> [EXERCISE DIRECTIONS]:
Pick out every line in the entries below that contains the word "list", and copy each of those lines.

> [INPUT FOR THIS TASK]:
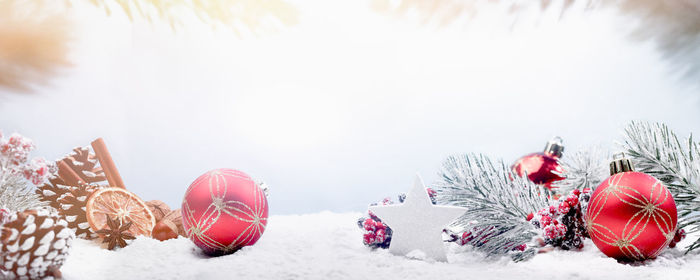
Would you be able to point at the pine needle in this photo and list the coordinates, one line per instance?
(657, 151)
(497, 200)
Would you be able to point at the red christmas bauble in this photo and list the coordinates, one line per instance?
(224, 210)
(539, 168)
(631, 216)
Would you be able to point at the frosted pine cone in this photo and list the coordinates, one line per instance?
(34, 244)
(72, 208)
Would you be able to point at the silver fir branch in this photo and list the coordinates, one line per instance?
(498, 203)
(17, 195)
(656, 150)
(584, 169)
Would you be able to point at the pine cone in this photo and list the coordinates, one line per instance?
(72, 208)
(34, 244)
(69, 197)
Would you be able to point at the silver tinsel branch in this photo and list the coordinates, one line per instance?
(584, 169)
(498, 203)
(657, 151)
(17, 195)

* * *

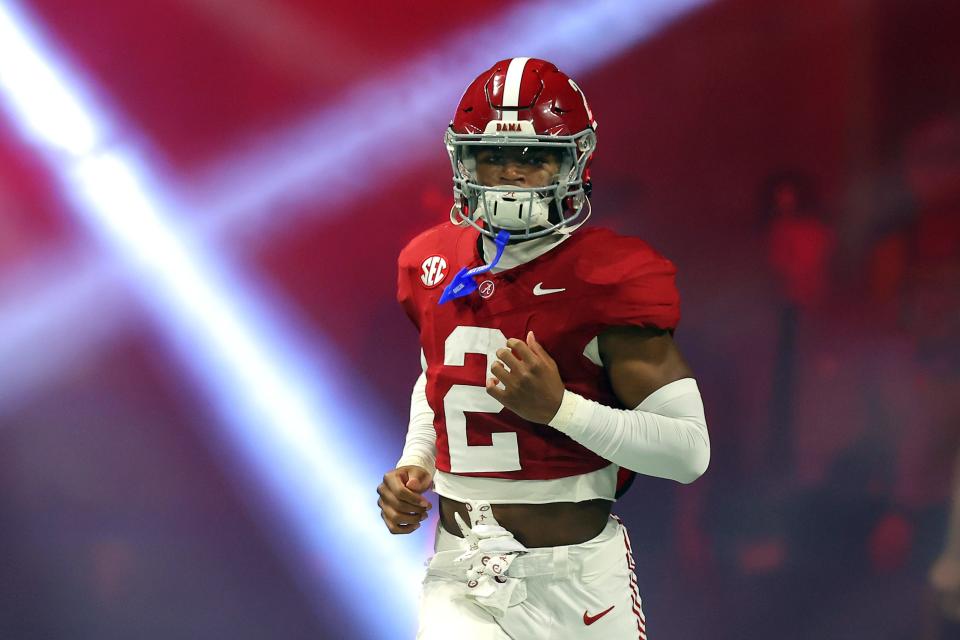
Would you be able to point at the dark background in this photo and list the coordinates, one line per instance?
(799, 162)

> [THE SOLUTION]:
Would you be able to point at the pine needle in this photo and list the coordinates, one line per instance?
Would you be able to point at the red christmas bauble in this photo and list the coordinates, one line per instance?
Would you be able to point at the frosted pine cone in this photo and list the coordinates, one line per instance?
Would you be able to point at the silver fir branch in this photo and list the coordinates, one line per instance?
Would you be able to point at the pine cone in this photo and list the coordinates, one line per instance?
Would you be able to point at the silver tinsel branch in this photo and list the coordinates, one line per instance?
Would you be able to point at the dark background in this photo and list the coordinates, one line per instance?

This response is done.